Put each line of the items below into a JSON list of strings, one string per line, and leave out any blank lines.

BEGIN INFORMATION PROVIDED

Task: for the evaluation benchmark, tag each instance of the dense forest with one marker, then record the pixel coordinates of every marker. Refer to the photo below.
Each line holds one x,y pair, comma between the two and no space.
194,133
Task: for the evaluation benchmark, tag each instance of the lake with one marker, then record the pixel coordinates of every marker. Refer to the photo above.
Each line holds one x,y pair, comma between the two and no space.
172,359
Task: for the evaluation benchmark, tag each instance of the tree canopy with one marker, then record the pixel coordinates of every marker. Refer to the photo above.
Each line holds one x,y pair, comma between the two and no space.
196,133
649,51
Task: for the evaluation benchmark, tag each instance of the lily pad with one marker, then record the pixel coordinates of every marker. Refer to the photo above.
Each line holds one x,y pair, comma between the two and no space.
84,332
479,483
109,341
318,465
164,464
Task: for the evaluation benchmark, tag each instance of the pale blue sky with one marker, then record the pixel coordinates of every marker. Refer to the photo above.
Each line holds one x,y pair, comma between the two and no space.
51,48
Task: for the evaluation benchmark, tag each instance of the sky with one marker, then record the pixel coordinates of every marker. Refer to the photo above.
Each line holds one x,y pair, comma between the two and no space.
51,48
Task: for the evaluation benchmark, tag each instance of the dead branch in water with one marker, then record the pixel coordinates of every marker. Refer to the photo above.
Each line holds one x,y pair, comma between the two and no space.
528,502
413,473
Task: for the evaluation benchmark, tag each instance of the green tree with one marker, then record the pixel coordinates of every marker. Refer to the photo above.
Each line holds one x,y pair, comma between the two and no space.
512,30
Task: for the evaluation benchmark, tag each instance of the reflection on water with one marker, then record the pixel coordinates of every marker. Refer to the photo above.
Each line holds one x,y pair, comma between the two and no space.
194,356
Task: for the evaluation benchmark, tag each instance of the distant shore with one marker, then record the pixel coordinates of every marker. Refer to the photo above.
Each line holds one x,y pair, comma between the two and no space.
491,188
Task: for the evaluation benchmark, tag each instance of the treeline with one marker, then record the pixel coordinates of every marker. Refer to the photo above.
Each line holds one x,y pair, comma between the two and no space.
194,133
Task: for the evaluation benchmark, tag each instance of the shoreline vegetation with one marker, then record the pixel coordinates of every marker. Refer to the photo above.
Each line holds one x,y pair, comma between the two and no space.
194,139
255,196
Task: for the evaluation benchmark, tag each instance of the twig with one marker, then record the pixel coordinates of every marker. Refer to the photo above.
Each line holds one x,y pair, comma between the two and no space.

END INFORMATION PROVIDED

**FINISHED TASK**
[
  "Task: for the evaluation benchmark, tag each instance of the dense forest with one marker, then record the pixel coordinates of every marker. Refer to the photo below.",
  "Each line holds one x,y pair, comma between the two and no space.",
  "194,133",
  "Task: for the evaluation benchmark, tag each instance of the lake with one marker, then record the pixel coordinates of every marker. Refer to the photo above.",
  "Each line holds one x,y pair, comma between the two and no space.",
  "172,359",
  "Task: for the evaluation benchmark, tag each instance of the tree canopy with one marker, then record the pixel coordinates of every marker. Refer to the photo above.",
  "Each line holds one x,y pair, comma between the two and no space.",
  "196,133",
  "649,51",
  "Task: for the evaluation benchmark, tag each instance of the lily pad with one marker, then record the pixel coordinates of every marker. Refer to the photo above.",
  "Each line holds one x,y pair, comma between the two and no space.",
  "84,332",
  "479,483",
  "109,341",
  "318,465",
  "164,464",
  "Task: for the evaluation benchmark, tag each instance of the pale blue sky with one marker, then record the pixel coordinates of every marker. Refer to the photo above.",
  "Each line holds one x,y pair, comma between the two and no space.",
  "51,48",
  "Task: for the evaluation benchmark, tag each instance of the sky with one marker, then record the pixel coordinates of every marker. Refer to the photo above.",
  "Each line holds one x,y pair, comma between the two and no space.",
  "51,48",
  "Task: for the evaluation benchmark, tag each instance of the dead branch in water with one marker, then record the pixel coordinates of every marker. Refer to the photo above.",
  "Each line holds one x,y pair, comma between the two and no space.",
  "528,502",
  "413,473",
  "Task: for the evaluation benchmark, tag each instance of the green tree with one marker, then record the pixel coordinates of every marker. Refer to the photo above.",
  "Each line holds one x,y pair, comma between the two and no space.",
  "512,30",
  "Task: for the evaluation benchmark, tag each instance of the reflection on water with one marker, then record the pixel coordinates of every marker. Refer to the photo above.",
  "Each line holds one x,y pair, comma between the two and no space.",
  "194,356",
  "Task: for the evaluation benchmark, tag each instance of the distant shore with one marker, then record the pixel coordinates of every marker. Refer to the photo above.",
  "Each line holds one x,y pair, comma between the two and no space.",
  "491,188",
  "Task: for the evaluation benchmark, tag each instance of the treeline with one marker, then record the pixel coordinates of every marker. Refer to the photo above.",
  "Each line holds one x,y pair, comma between the two and no space.",
  "194,133",
  "Task: for the evaluation benchmark, tag each instance of the shoreline vegetation with one marker, then record the pixel coordinates of every marker. Refer to the photo above.",
  "Each line holds one x,y pair, comma between the two and no space.",
  "194,139",
  "255,196",
  "Task: for the evaluation benchmark, tag each instance of the twig with one marker, then record the pixel coordinates of every marker. Refer to the photo above.",
  "Each line holds one x,y pair, comma between the two and no space."
]